Records

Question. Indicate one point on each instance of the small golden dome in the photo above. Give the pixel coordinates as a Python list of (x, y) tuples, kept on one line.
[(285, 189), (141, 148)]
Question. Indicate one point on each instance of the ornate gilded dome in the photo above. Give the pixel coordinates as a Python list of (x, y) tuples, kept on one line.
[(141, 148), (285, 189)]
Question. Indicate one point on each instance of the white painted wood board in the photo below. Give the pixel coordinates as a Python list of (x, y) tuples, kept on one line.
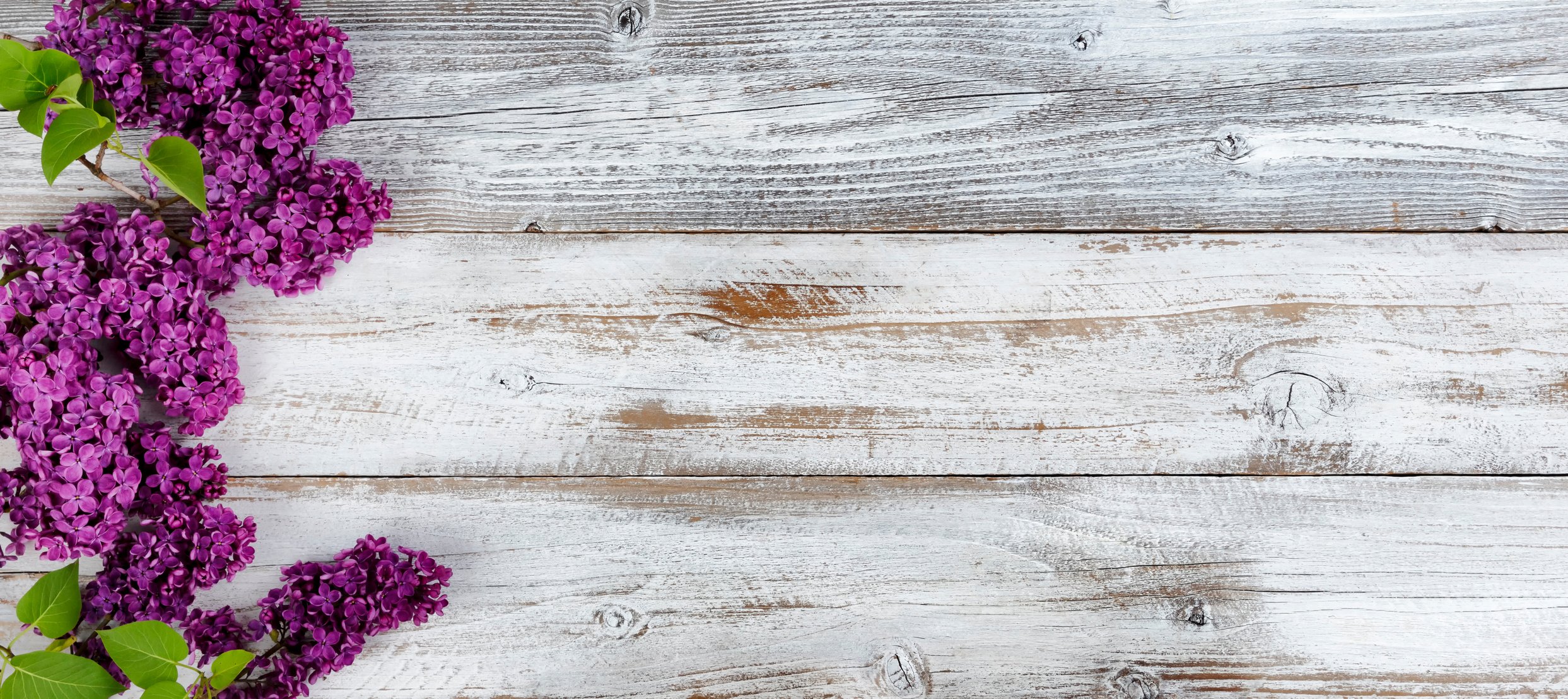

**Exercise instructions**
Please copy out the text of every one of the entries above word for word, leaving out the pictures.

**Exercise output**
Question. Indicate one point on each instance of the small golden dome in the photo above. Give the pixel coordinates as a Python list of (x, y) tuples, kept on one line.
[(285, 189), (141, 148)]
Question. Indicate one point on each instance of the ornate gilded dome in the photo above. Give the pixel coordinates as a Python list of (x, y) tuples, kept on one line.
[(141, 148), (285, 189)]
Question. Indicate one point on each instance of the white painted wood board in the photo below. Give the pixel coordinates as a Python list of (x, y) tuples, kept on one line.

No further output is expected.